Written task: Reproduce every one of the following rows word for word, with no changes.

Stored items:
+-------+
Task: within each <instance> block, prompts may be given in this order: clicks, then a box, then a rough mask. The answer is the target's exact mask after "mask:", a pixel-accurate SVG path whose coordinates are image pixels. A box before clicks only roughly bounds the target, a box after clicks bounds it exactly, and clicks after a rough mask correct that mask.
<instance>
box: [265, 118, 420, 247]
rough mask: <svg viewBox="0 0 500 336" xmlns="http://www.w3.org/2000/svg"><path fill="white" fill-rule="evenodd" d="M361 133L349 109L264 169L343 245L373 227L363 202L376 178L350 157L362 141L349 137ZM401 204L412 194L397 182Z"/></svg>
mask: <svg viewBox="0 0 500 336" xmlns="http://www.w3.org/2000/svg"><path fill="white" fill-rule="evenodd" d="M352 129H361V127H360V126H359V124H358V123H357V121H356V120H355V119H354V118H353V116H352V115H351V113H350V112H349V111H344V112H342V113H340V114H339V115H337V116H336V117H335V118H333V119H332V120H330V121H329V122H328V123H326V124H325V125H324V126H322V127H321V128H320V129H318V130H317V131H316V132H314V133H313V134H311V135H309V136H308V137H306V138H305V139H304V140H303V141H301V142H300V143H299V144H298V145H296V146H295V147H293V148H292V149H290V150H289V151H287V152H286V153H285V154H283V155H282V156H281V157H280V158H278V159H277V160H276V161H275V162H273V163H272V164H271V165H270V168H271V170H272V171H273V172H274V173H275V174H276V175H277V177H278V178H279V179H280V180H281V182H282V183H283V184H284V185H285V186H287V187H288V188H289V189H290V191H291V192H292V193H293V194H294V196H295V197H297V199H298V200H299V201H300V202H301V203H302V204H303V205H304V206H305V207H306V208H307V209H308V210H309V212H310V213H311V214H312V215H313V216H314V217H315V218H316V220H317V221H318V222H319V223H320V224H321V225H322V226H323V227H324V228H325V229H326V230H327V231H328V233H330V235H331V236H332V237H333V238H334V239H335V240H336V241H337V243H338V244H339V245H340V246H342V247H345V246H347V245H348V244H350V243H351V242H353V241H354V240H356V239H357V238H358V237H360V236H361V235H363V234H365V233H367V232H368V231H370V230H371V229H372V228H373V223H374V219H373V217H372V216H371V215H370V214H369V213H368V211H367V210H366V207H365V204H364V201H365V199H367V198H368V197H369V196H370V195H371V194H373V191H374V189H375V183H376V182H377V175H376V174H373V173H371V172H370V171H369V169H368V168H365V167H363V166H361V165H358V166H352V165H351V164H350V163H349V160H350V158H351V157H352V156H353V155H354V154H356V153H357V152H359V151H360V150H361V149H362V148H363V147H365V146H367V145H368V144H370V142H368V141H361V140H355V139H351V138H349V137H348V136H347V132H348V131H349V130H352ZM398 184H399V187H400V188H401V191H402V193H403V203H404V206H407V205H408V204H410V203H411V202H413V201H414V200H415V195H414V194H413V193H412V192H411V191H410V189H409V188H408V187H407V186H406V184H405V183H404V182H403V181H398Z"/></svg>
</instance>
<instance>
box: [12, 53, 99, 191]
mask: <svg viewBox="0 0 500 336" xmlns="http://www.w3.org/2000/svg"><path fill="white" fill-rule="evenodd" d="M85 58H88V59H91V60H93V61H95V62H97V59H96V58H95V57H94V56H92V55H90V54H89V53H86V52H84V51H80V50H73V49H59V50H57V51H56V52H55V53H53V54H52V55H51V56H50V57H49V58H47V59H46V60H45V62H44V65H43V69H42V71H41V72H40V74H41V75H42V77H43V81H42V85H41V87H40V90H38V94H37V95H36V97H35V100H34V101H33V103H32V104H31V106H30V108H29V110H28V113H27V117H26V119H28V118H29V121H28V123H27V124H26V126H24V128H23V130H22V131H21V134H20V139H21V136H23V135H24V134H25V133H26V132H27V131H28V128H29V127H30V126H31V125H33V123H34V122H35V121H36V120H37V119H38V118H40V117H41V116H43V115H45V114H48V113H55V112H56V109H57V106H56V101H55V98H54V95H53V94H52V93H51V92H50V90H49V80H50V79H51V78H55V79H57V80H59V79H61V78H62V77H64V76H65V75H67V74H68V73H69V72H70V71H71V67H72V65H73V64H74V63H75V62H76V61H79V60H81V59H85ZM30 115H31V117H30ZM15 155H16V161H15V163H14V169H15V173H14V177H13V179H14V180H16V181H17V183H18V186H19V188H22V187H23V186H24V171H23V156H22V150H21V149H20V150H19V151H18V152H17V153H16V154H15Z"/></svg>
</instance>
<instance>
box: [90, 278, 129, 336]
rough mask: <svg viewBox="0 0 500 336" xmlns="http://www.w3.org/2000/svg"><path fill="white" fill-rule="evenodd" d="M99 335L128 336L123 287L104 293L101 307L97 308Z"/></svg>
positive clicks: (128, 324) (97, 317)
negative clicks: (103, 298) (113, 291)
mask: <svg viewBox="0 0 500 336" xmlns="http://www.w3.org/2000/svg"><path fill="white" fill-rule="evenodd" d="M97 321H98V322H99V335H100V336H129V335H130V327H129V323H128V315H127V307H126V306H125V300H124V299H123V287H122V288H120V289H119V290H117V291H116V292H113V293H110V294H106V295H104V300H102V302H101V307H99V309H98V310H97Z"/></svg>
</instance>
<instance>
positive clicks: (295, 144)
+-------+
Completed task:
Task: within each <instance> block, prompts may be given in this order: clicks, then a box, then a rough mask. The answer is the target's exact mask after "mask:", a pixel-accurate SVG path whose coordinates are image pixels. A box before clicks only roughly bounds the target, a box after clicks bounds it exactly, and clicks after a rough mask correct that mask.
<instance>
box: [265, 118, 420, 247]
rough mask: <svg viewBox="0 0 500 336" xmlns="http://www.w3.org/2000/svg"><path fill="white" fill-rule="evenodd" d="M361 133L349 109L264 169L343 245L373 227L363 202L376 178L350 157L362 141L349 137ZM401 204L412 194L397 182Z"/></svg>
mask: <svg viewBox="0 0 500 336" xmlns="http://www.w3.org/2000/svg"><path fill="white" fill-rule="evenodd" d="M352 129H361V127H360V126H359V124H358V123H357V121H356V120H355V119H354V118H353V116H352V115H351V113H350V112H349V111H344V112H342V113H340V114H339V115H337V116H336V117H335V118H333V119H332V120H330V121H329V122H328V123H326V124H325V125H324V126H322V127H321V128H320V129H318V130H317V131H316V132H314V133H313V134H311V135H309V136H308V137H306V138H305V139H304V140H303V141H301V142H300V143H299V144H298V145H296V146H295V147H293V148H292V149H290V150H289V151H287V152H286V153H285V154H283V155H282V156H281V157H280V158H278V159H277V160H276V161H275V162H273V163H272V164H271V165H270V168H271V170H272V171H273V172H274V173H275V174H276V175H277V177H278V178H279V179H280V180H281V182H282V183H283V184H284V185H285V186H287V187H288V188H289V189H290V191H291V192H292V193H293V194H294V196H295V197H297V199H298V200H299V201H300V202H301V203H302V204H303V205H304V206H305V207H306V208H307V209H308V210H309V212H310V213H311V214H312V215H313V216H314V217H315V218H316V220H317V221H318V222H319V223H320V224H321V225H322V226H323V227H324V228H325V229H326V230H327V231H328V233H330V235H331V236H332V237H333V238H334V239H335V240H336V241H337V243H338V244H339V245H340V246H342V247H345V246H347V245H348V244H350V243H351V242H353V241H354V240H356V239H357V238H358V237H360V236H361V235H363V234H365V233H367V232H368V231H370V230H371V229H372V228H373V223H374V219H373V217H372V216H371V215H370V214H369V213H368V211H367V210H366V207H365V204H364V201H365V199H367V198H368V197H369V196H370V195H371V194H373V191H374V189H375V183H376V182H377V175H376V174H373V173H371V172H370V171H369V169H368V168H365V167H363V166H361V165H358V166H352V165H351V164H350V163H349V160H350V158H351V157H352V156H353V155H354V154H356V153H357V152H359V151H360V150H361V149H362V148H363V147H365V146H367V145H368V144H370V142H368V141H361V140H355V139H351V138H349V137H348V136H347V132H348V131H349V130H352ZM398 184H399V187H400V188H401V191H402V193H403V203H404V206H407V205H408V204H410V203H411V202H413V201H414V200H415V195H414V194H413V193H412V192H411V191H410V189H409V188H408V187H407V186H406V184H405V183H404V182H403V181H398Z"/></svg>
</instance>
<instance>
box: [12, 53, 99, 191]
mask: <svg viewBox="0 0 500 336" xmlns="http://www.w3.org/2000/svg"><path fill="white" fill-rule="evenodd" d="M85 58H88V59H91V60H93V61H95V62H97V59H96V58H95V57H94V56H92V55H90V54H89V53H86V52H84V51H80V50H73V49H59V50H57V51H56V52H55V53H53V54H52V55H51V56H50V57H49V58H47V59H46V60H45V62H44V65H43V69H42V71H41V72H40V74H41V75H42V77H43V81H42V85H41V87H40V90H38V94H37V95H36V97H35V100H34V101H33V103H32V104H31V106H30V108H29V110H28V113H27V117H26V119H28V118H29V121H28V123H27V124H26V126H24V128H23V130H22V131H21V134H20V139H21V136H23V135H24V134H25V133H26V132H27V131H28V128H29V127H30V126H31V125H33V123H34V122H35V121H36V120H37V119H38V118H40V117H41V116H43V115H45V114H48V113H55V112H56V109H57V106H56V101H55V98H54V95H53V94H52V93H51V92H50V90H49V80H50V79H51V78H55V79H57V80H59V79H61V78H62V77H64V76H65V75H67V74H68V73H69V72H70V71H71V67H72V65H73V64H74V63H75V62H76V61H79V60H81V59H85ZM30 115H31V117H30ZM15 155H16V161H15V163H14V169H15V173H14V177H13V179H14V180H16V181H17V183H18V186H19V188H22V187H23V186H24V171H23V156H22V150H21V149H20V150H19V151H18V152H17V153H16V154H15Z"/></svg>
</instance>
<instance>
box: [90, 278, 129, 336]
rough mask: <svg viewBox="0 0 500 336" xmlns="http://www.w3.org/2000/svg"><path fill="white" fill-rule="evenodd" d="M99 335L128 336L123 287L104 293L101 307L97 308Z"/></svg>
positive clicks: (128, 324) (97, 317)
negative clicks: (103, 298) (113, 291)
mask: <svg viewBox="0 0 500 336" xmlns="http://www.w3.org/2000/svg"><path fill="white" fill-rule="evenodd" d="M97 321H98V322H99V335H100V336H129V335H130V327H129V323H128V315H127V307H126V306H125V300H124V299H123V287H122V288H120V289H119V290H117V291H116V292H113V293H110V294H106V295H104V300H102V302H101V307H99V309H98V310H97Z"/></svg>
</instance>
<instance>
positive clicks: (295, 144)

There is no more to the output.